* **Data records**
◆ ◆ ◆ ◆

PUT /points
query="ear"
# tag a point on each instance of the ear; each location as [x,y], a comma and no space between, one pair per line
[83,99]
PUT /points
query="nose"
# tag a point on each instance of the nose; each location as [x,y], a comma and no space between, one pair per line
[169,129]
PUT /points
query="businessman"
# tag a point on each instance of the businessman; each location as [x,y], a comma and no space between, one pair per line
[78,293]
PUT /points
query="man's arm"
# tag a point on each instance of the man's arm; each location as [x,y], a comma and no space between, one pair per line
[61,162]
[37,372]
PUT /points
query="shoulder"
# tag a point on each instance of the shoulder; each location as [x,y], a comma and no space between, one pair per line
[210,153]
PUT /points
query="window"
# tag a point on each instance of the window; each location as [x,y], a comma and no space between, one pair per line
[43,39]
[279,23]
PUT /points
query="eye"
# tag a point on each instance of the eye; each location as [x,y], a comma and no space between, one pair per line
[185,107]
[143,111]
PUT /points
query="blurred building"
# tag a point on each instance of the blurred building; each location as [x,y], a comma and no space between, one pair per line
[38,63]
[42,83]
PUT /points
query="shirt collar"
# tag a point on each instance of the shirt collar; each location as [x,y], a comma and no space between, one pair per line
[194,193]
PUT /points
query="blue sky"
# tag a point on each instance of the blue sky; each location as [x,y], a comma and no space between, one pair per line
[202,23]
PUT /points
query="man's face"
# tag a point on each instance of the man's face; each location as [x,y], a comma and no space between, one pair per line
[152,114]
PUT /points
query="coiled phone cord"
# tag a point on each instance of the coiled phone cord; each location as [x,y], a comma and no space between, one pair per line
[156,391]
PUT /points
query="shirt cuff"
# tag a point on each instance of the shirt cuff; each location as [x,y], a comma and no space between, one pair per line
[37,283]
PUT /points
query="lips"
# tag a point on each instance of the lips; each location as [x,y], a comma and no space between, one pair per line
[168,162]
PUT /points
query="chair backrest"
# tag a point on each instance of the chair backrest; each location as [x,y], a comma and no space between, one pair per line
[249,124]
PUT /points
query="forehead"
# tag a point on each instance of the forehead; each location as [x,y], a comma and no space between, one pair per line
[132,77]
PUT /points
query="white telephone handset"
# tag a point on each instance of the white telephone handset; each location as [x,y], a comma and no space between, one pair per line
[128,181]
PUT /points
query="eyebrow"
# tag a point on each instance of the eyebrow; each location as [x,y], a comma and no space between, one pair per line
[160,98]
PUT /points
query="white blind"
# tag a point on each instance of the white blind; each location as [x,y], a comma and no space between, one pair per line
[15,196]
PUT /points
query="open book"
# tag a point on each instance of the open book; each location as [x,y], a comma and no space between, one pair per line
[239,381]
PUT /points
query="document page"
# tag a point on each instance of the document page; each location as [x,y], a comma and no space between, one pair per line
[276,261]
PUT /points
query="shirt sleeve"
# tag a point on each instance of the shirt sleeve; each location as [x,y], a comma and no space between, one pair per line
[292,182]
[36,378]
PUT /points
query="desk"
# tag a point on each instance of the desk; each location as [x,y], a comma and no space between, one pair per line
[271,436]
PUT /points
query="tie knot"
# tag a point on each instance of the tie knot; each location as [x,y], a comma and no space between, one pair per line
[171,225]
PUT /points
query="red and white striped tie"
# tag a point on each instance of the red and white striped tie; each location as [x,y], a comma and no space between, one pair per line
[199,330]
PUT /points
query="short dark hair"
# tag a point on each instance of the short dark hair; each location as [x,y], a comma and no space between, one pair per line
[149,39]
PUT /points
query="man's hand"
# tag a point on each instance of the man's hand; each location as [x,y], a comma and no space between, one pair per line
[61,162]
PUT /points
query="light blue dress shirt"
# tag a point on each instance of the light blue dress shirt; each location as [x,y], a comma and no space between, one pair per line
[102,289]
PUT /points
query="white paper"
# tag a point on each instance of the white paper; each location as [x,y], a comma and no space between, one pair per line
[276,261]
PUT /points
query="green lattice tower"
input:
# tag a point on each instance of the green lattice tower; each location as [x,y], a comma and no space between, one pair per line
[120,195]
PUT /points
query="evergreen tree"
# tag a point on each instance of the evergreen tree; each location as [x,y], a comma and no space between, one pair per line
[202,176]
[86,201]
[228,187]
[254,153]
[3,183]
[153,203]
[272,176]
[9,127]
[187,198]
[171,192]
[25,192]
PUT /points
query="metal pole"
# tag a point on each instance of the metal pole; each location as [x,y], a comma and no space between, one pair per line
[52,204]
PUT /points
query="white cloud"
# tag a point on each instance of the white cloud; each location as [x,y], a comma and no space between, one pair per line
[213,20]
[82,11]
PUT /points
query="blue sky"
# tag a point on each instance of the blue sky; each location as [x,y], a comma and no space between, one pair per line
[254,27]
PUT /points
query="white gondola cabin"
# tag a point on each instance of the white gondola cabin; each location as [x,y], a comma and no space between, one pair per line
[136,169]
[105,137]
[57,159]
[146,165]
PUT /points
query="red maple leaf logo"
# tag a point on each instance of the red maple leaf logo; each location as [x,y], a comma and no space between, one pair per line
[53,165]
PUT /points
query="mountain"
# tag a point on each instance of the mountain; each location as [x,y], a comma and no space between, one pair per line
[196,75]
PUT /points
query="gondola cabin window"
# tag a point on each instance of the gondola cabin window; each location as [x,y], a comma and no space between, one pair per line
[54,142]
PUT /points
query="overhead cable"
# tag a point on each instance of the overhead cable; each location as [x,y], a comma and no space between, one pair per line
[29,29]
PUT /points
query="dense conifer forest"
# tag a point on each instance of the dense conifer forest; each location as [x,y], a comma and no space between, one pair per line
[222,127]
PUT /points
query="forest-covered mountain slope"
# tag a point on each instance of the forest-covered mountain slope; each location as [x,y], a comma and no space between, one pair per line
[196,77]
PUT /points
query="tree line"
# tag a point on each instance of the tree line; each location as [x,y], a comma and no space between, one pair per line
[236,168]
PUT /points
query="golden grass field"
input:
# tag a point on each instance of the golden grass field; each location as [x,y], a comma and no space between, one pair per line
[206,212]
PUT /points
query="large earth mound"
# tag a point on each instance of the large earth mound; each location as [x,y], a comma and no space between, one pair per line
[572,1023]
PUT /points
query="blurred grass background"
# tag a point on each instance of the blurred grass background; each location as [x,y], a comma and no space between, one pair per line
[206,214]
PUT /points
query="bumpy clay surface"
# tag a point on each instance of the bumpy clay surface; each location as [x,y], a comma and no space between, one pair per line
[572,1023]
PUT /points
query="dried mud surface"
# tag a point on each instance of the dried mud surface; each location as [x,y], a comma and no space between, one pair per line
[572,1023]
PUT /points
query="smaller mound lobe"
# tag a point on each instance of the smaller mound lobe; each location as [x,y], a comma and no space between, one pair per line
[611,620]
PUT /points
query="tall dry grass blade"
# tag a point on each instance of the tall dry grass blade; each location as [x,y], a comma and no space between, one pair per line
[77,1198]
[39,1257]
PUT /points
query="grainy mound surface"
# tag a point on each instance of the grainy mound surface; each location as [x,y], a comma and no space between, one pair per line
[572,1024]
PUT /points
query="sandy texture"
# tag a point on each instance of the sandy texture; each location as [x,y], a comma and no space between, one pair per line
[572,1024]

◆ ◆ ◆ ◆

* **DIRECTION**
Your task is to retype all the records above with nothing left out.

* **ANSWER**
PUT /points
query="ear"
# tag a point on each instance of the ear; each location as [x,y], a comma and no space between, one pair per line
[83,99]
PUT /points
query="nose"
# tag a point on each instance of the nose; each location as [x,y], a comma and no space between, one pair per line
[169,129]
PUT /points
query="businessman"
# tag a point on each instance of the businessman; each location as [x,y], a comma and no space between, one pair per line
[78,293]
PUT /points
query="man's arm"
# tag a point on each instance of the man's arm; each location as [x,y], a comma and no space between, one pair per line
[61,162]
[37,372]
PUT /points
query="shoulder"
# tag a point on each instance of the shoulder; each location as [x,y], a comma and no space between, one pair per line
[210,153]
PUT /points
query="window"
# tag a point on each instance of the window; each location as [x,y], a comma and no space between, one pair per line
[43,39]
[279,23]
PUT /points
query="eye"
# tag a point on each instance of the eye; each location as [x,y], a comma and no space between, one pair per line
[185,107]
[143,111]
PUT /points
query="blurred building"
# tag a point on each instance of the blurred building; each location as [x,y], a comma and no space between, one pair per line
[38,63]
[42,83]
PUT /points
query="shirt collar"
# tag a point on each instance of the shirt collar; each location as [x,y], a comma and no space between, one pair per line
[194,193]
PUT /points
query="blue sky"
# tag a point on each instance of the blue sky; each location as [x,y], a comma and no space between, one pair per line
[202,23]
PUT /points
query="man's face"
# tag a point on each instance of the man's face; each location as [x,y], a comma and no space between, one pair per line
[152,114]
PUT /points
query="coiled phone cord"
# tag a point on each instance of the coiled phone cord; each location as [x,y], a comma and no space between, one pair per line
[156,391]
PUT /points
query="shirt cuff"
# tag a point on each instance of the shirt cuff; each location as [x,y], a comma and no space between, one pair per line
[37,283]
PUT /points
query="lips"
# tag a point on each instance of the lips; each location as [x,y], a comma and no space between, one pair per line
[168,162]
PUT /points
query="chair backrest"
# tag a point on each instance of the chair backrest; each location as [x,y], a comma and no space between, one pair per line
[249,124]
PUT /points
query="forehead"
# tag a point on each instance of the forehead; each location as [x,y], a comma and no space between, one pair per line
[132,77]
PUT /points
query="white telephone handset"
# tag a point on each instance of the white telephone handset; each location as [x,y], a comma and no space between, one pair per line
[128,181]
PUT /points
query="eyebrow"
# tag a point on each instance of the eyebrow; each location as [x,y], a comma and no space between, one pair per line
[160,98]
PUT /points
query="white blind"
# tag a point on each instance of the white blind; each location as [x,y], a comma and no space between, one pair per line
[15,196]
PUT /points
query="open book"
# tag a point on each instance of the open book; each location as [x,y], a comma and no space between, one pair per line
[239,381]
PUT /points
query="document page"
# tag a point on each instance of the document page; each location as [x,y], a comma and no space between, one pair per line
[276,261]
PUT /points
query="shirt sleeve"
# tag a point on each instance of the shirt sleeve; each location as [x,y], a comma and no space between, one pair per line
[292,182]
[36,378]
PUT /points
query="desk"
# tag a point on each instance of the desk; each location as [x,y], a comma and no space between, one pair per line
[271,436]
PUT /points
query="tie knot"
# tag a point on each instance of the tie knot; each location as [x,y], a comma and no space between, one pair per line
[171,225]
PUT /points
query="red and white striped tie"
# tag a point on each instance of the red and white striped tie; each location as [x,y], a comma and no space between, one pair per line
[199,330]
PUT /points
query="short dark hair"
# tag a point on each instance of the short dark hair; each location as [x,y], a comma and no space between, one pair per line
[149,39]
PUT /points
query="man's hand"
# tag a point on each instance of the man's hand; each location as [x,y], a comma and no space between, one pair per line
[61,162]
PUT /points
query="light blue dress shirt"
# tag a point on each instance of the light blue dress shirt; each location as [x,y], a comma and no space between, one pair per line
[102,289]
PUT /points
query="white paper"
# tag a point on each instance of the white paper; each location as [x,y], a comma and no space between, one pair per line
[276,261]
PUT /points
query="green lattice tower"
input:
# tag a point on each instance of the green lattice tower; each location as [x,y], a comma and no space between, one pair per line
[120,195]
PUT /points
query="evergreen tree"
# tag a point on each instance of the evergreen tree; each location as [x,y], a comma and no space between, one pair per line
[202,176]
[86,201]
[228,187]
[254,153]
[3,183]
[153,203]
[272,176]
[9,127]
[187,198]
[171,192]
[25,192]
PUT /points
query="metal pole"
# tag a point on each instance of the metal pole; each location as [x,y], a comma and no space between, one pair per line
[52,204]
PUT /points
query="white cloud"
# tag a point on each instance of the white cloud; each location as [x,y], a comma and no space between, one pair per line
[213,20]
[82,11]
PUT /points
query="blue sky"
# tag a point on each instance of the blue sky; each location as [x,y], a comma and no space between, one pair per line
[254,27]
PUT /points
query="white gondola cabin"
# tag a point on each instance of the white gondola cabin; each location as [x,y], a comma and no space between, one pair per line
[136,169]
[105,137]
[57,159]
[146,165]
PUT /points
query="red maple leaf logo"
# tag a point on each instance of the red maple leaf logo; each location as [x,y], a comma and no space between, one pair per line
[53,165]
PUT /points
query="mountain"
# tag a point on each instance of the mountain; each location as [x,y], a comma and no space between, one pair per line
[196,75]
PUT /points
query="gondola cabin window"
# tag a point on each instance of the gondola cabin window; each location as [x,y], a comma and no space between, one pair per line
[54,142]
PUT /points
query="overhead cable"
# tag a point on each instance of the overhead cable; each location as [x,y], a comma and no space between, one pair per line
[29,29]
PUT /points
query="dense conifer forest"
# tag a point on each instance of the dense conifer forest; each location as [x,y], a comma and no space between, one pair per line
[222,127]
PUT /points
query="forest-covered mountain slope"
# tag a point on each instance of the forest-covered mountain slope; each location as [x,y], a comma and no space between, one pair per line
[196,77]
PUT /points
query="tree line"
# tag a point on each instance of the tree line; each location as [x,y], a comma and no space between, one pair per line
[236,168]
PUT /points
query="golden grass field"
input:
# tag a point on each instance of the golden grass field; each location as [x,y], a comma and no space between, one pair per line
[206,212]
PUT /points
query="large earth mound"
# tag a point on each instance of the large earth mound; each location as [x,y], a comma and no space between, one pair per line
[572,1023]
PUT /points
query="blurred grass background"
# tag a point on each instance of the blurred grass background; each location as [x,y], a comma and no space between, one pair per line
[206,214]
PUT /points
query="bumpy clay surface"
# tag a point on each instance of the bumpy clay surface; each location as [x,y], a comma and no space between, one pair per line
[572,1023]
PUT /points
query="dried mud surface"
# tag a point on each instance of the dried mud surface; each location as [x,y], a comma and no space between, one pair per line
[572,1023]
PUT /points
query="smaller mound lobe"
# tag a point on each instance of the smaller mound lobe; each location as [x,y], a comma and no space between, one pair per line
[611,620]
PUT /points
query="tall dry grass blade"
# tag a point on each instance of the tall dry grass blade; each location as [x,y], a comma and no space between, one pair per line
[77,1198]
[39,1257]
PUT /points
query="grainy mound surface"
# tag a point on each instance of the grainy mound surface; each location as [x,y], a comma and no space between, one pair per line
[572,1024]
PUT /points
query="sandy texture"
# tag a point on each instance of the sandy texture; each location as [x,y], a comma and no space between, one pair per line
[572,1024]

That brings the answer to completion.